Segment Start: Data to use
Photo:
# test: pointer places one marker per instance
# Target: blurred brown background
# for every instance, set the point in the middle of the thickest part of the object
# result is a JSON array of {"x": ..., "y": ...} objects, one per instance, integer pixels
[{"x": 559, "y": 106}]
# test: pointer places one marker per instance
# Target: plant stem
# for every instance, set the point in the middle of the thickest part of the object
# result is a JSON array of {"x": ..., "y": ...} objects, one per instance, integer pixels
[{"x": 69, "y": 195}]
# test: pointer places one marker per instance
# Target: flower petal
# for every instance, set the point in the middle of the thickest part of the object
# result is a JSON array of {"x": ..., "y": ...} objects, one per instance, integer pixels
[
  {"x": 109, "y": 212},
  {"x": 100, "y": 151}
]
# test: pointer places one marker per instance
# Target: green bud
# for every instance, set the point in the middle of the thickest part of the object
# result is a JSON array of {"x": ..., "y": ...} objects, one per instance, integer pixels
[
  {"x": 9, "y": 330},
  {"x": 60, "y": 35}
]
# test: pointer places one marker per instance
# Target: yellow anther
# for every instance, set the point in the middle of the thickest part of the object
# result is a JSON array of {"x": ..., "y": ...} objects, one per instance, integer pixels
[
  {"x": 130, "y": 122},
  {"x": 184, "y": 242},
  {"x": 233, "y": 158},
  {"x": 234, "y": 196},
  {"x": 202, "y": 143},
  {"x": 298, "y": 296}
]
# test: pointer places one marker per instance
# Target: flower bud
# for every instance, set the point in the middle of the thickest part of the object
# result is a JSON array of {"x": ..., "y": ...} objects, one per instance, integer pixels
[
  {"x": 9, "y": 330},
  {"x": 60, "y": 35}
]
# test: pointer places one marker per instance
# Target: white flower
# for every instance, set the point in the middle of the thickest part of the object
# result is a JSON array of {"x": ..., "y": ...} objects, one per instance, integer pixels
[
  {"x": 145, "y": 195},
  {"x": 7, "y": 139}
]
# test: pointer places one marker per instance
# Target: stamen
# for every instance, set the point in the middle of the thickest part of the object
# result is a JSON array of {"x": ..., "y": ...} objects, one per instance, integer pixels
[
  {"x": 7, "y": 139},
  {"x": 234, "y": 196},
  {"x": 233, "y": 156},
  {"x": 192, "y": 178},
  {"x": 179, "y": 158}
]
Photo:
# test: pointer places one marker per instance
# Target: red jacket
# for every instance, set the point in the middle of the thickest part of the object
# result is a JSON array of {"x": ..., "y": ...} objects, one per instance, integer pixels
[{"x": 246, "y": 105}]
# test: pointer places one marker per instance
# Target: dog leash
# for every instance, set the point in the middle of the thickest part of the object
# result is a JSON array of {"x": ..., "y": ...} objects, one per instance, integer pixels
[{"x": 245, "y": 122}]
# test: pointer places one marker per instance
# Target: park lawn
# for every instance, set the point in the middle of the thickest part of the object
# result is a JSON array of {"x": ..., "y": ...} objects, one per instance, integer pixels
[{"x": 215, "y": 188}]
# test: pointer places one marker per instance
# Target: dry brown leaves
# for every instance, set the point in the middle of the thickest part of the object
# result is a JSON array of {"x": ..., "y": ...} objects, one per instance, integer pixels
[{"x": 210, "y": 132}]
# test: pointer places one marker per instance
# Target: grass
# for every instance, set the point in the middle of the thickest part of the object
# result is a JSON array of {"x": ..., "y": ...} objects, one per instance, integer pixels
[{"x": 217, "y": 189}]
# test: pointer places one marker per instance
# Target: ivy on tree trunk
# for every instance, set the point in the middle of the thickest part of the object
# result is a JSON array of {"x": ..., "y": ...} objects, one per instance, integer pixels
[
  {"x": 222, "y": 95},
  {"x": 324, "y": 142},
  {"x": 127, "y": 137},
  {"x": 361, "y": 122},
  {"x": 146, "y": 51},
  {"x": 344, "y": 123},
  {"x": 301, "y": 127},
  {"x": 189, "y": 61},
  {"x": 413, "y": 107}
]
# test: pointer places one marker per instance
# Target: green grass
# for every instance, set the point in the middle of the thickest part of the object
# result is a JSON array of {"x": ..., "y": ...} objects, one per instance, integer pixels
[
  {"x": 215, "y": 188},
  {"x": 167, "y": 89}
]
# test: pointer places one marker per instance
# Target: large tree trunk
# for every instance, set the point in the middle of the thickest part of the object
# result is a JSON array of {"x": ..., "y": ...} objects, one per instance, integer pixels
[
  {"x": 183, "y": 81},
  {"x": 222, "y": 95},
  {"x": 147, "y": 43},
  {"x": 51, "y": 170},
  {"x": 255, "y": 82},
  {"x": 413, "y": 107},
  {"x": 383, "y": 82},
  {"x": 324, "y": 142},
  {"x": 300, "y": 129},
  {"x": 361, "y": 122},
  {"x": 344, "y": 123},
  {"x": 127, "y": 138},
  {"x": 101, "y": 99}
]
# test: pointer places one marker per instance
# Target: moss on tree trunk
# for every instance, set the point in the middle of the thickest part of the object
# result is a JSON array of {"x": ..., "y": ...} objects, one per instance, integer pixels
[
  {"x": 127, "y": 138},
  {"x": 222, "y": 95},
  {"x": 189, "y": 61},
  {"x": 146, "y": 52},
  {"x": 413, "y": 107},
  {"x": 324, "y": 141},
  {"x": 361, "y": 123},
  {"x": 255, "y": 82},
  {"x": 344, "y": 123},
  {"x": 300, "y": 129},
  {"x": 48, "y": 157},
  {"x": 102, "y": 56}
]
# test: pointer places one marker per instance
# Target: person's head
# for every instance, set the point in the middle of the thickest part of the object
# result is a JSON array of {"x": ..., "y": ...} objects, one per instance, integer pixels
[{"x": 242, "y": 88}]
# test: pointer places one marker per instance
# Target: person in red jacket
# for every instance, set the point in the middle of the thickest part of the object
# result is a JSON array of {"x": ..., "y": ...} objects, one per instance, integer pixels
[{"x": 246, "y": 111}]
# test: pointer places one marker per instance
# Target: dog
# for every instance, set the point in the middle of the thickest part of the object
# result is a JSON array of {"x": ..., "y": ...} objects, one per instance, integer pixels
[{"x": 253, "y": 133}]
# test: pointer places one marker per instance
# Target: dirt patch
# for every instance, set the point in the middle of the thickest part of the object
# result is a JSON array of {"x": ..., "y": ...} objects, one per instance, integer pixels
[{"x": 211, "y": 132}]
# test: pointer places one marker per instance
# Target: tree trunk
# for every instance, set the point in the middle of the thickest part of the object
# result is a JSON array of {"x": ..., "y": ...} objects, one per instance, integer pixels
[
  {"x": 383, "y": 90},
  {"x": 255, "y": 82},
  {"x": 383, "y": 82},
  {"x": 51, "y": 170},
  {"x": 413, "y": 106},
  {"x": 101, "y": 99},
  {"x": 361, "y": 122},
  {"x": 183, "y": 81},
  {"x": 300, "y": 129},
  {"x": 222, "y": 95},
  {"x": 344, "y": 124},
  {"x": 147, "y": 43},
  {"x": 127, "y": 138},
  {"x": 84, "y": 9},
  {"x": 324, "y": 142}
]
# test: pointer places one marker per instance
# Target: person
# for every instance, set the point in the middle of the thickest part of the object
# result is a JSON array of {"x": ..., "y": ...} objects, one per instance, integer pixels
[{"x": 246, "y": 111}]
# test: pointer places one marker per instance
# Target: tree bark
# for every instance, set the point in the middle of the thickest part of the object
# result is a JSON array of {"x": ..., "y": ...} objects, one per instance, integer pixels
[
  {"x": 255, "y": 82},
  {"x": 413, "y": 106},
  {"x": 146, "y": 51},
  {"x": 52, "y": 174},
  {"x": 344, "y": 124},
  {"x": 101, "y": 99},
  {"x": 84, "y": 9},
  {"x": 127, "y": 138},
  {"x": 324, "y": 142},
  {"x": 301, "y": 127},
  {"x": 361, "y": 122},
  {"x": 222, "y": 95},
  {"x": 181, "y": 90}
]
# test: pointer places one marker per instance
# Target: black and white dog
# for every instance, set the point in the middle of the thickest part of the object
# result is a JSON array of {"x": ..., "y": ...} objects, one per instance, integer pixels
Segment End: Data to use
### Brief
What lines above contain the word "green"? Please copy each one.

### Output of the exercise
# Target: green bud
# Target: green grass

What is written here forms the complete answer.